#### [Task to complete]
Reproduce each line of the material exactly, minus any picture.
- - - -
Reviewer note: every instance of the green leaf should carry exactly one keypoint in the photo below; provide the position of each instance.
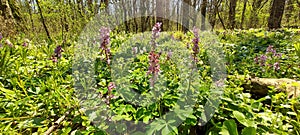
(229, 128)
(249, 131)
(241, 118)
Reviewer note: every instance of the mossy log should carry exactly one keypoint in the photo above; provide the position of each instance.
(261, 86)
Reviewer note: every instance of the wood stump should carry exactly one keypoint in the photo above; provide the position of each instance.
(261, 86)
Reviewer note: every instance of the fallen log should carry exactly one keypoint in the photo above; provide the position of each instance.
(261, 86)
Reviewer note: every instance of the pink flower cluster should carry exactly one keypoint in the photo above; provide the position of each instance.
(154, 63)
(57, 53)
(196, 44)
(156, 30)
(104, 41)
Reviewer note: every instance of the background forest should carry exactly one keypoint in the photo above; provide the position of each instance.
(41, 67)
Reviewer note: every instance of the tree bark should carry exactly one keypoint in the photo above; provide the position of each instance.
(276, 14)
(159, 12)
(243, 14)
(257, 5)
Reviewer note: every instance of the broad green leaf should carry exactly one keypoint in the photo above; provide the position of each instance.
(229, 128)
(249, 131)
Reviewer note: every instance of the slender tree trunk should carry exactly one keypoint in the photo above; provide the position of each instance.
(232, 7)
(257, 5)
(136, 26)
(243, 13)
(125, 16)
(142, 11)
(276, 14)
(43, 20)
(203, 13)
(221, 20)
(185, 7)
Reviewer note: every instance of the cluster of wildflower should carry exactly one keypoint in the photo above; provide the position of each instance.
(169, 55)
(1, 37)
(155, 34)
(25, 43)
(57, 53)
(195, 43)
(154, 63)
(104, 42)
(270, 54)
(7, 41)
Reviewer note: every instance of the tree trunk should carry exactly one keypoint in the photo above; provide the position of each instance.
(276, 14)
(43, 20)
(257, 5)
(231, 18)
(203, 13)
(243, 13)
(142, 11)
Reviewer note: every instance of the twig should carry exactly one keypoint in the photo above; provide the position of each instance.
(56, 123)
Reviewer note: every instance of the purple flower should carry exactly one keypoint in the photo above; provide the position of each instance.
(256, 60)
(263, 59)
(134, 50)
(54, 59)
(154, 63)
(8, 43)
(270, 49)
(196, 43)
(279, 55)
(111, 86)
(276, 66)
(156, 30)
(104, 37)
(169, 55)
(25, 44)
(57, 52)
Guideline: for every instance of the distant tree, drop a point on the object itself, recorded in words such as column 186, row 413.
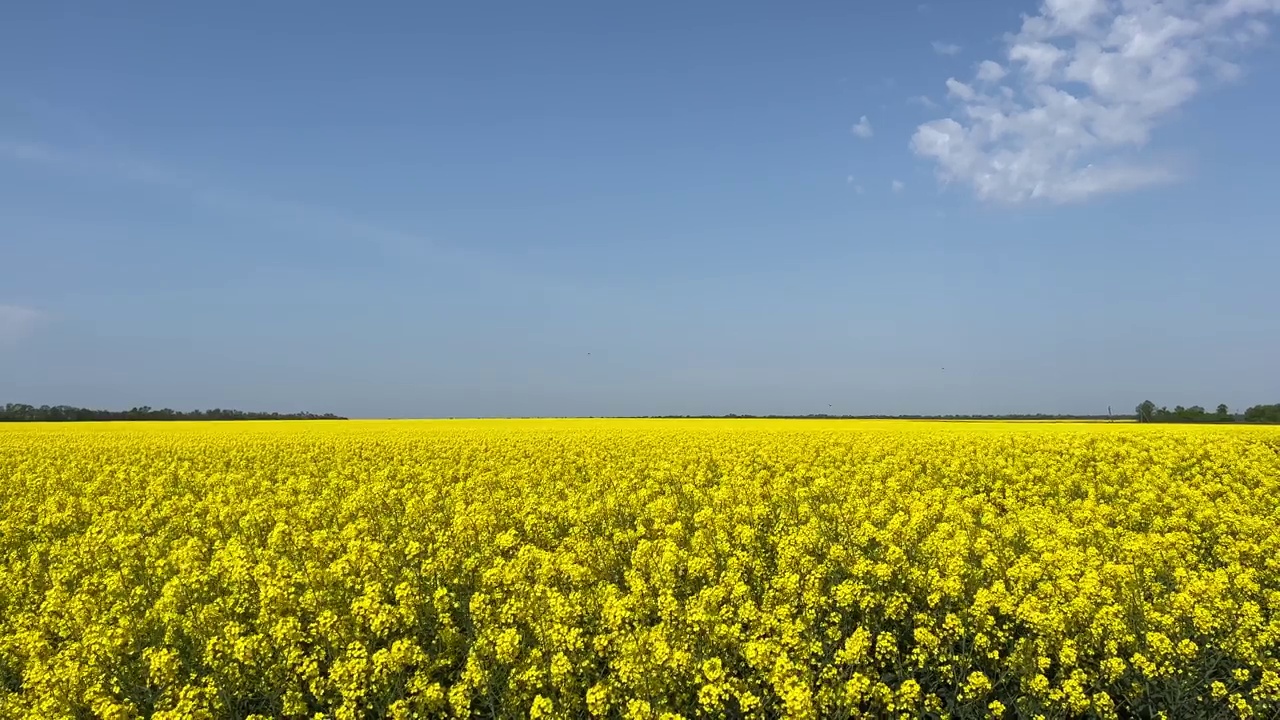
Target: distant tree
column 19, row 413
column 1146, row 411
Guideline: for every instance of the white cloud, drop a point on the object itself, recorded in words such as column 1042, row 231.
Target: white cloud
column 17, row 323
column 1082, row 87
column 863, row 128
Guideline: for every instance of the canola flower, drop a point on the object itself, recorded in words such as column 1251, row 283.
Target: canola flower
column 639, row 569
- - - -
#### [Solution below]
Reviewer note: every instance of the green leaf should carry exactly one keypoint in the photo below; provide the position of each instance.
(229, 128)
(249, 131)
(241, 118)
Reviewer note: every instance of the mossy log should carry exactly one keypoint in the photo above; provide the position of each instance.
(261, 86)
Reviewer note: every instance of the wood stump should carry exactly one keypoint in the photo above; provide the position of each instance.
(261, 86)
Reviewer note: every instance of the fallen log should carry exactly one keypoint in the photo above; provide the position of each instance.
(261, 86)
Reviewer note: every instance of the pink flower cluster should carry exactly one keypoint in the photo above; provide the position of each instance.
(154, 63)
(57, 53)
(196, 44)
(156, 30)
(104, 41)
Reviewer note: every instance of the background forest should carry exactly one keypoint in the photo above; provide the position of each instance.
(41, 67)
Reviewer note: every instance of the tree bark should carry exactly one keypoint in the photo above; provide the position of each instance.
(276, 14)
(159, 12)
(243, 14)
(257, 5)
Reviewer note: every instance of the broad green leaf should carry exactly one keypoint in the photo above; provide the position of each instance.
(229, 128)
(249, 131)
Reviewer note: every instance of the slender tree trunk should carry exactly one keypoint in the photo above; provide the position of each instance.
(232, 7)
(257, 5)
(136, 26)
(243, 13)
(125, 16)
(142, 11)
(276, 14)
(43, 20)
(203, 13)
(221, 20)
(185, 7)
Reviewer note: every instance of the cluster of wildflower should carry exactly one keypoint in the photo above; provide the position of each instance.
(169, 55)
(1, 37)
(155, 34)
(25, 43)
(57, 53)
(195, 43)
(154, 63)
(104, 42)
(270, 54)
(7, 41)
Reviewer note: every instance of the tree trunk should carry exactly one keypoint in the photo above; provide the position of each instance.
(276, 14)
(43, 20)
(257, 5)
(231, 18)
(203, 13)
(243, 13)
(142, 11)
Reviewer note: every instance of the twig should carry exactly one keypoint in the photo above; provide the position of each instance.
(56, 123)
Reviewer note: every instance of the purple flower should carry exactly one keypoint in the photo above; provide the position of each instance.
(256, 60)
(263, 59)
(134, 50)
(54, 59)
(154, 63)
(8, 43)
(270, 49)
(196, 43)
(279, 55)
(111, 86)
(276, 66)
(156, 30)
(104, 37)
(169, 55)
(25, 44)
(57, 52)
Guideline: for every instance of the distant tree, drop a point on the object itself, recorded in words such as column 186, row 413.
Target: distant tree
column 19, row 413
column 1146, row 411
Guideline: for every instance of the white cloud, drop a point on the object itself, recorded in words such as column 1042, row 231.
Target: white cloud
column 17, row 323
column 1082, row 87
column 863, row 128
Guideline: for every instance of the canola flower, drop a point on the object itself, recorded in words such as column 1251, row 283.
Target: canola flower
column 639, row 569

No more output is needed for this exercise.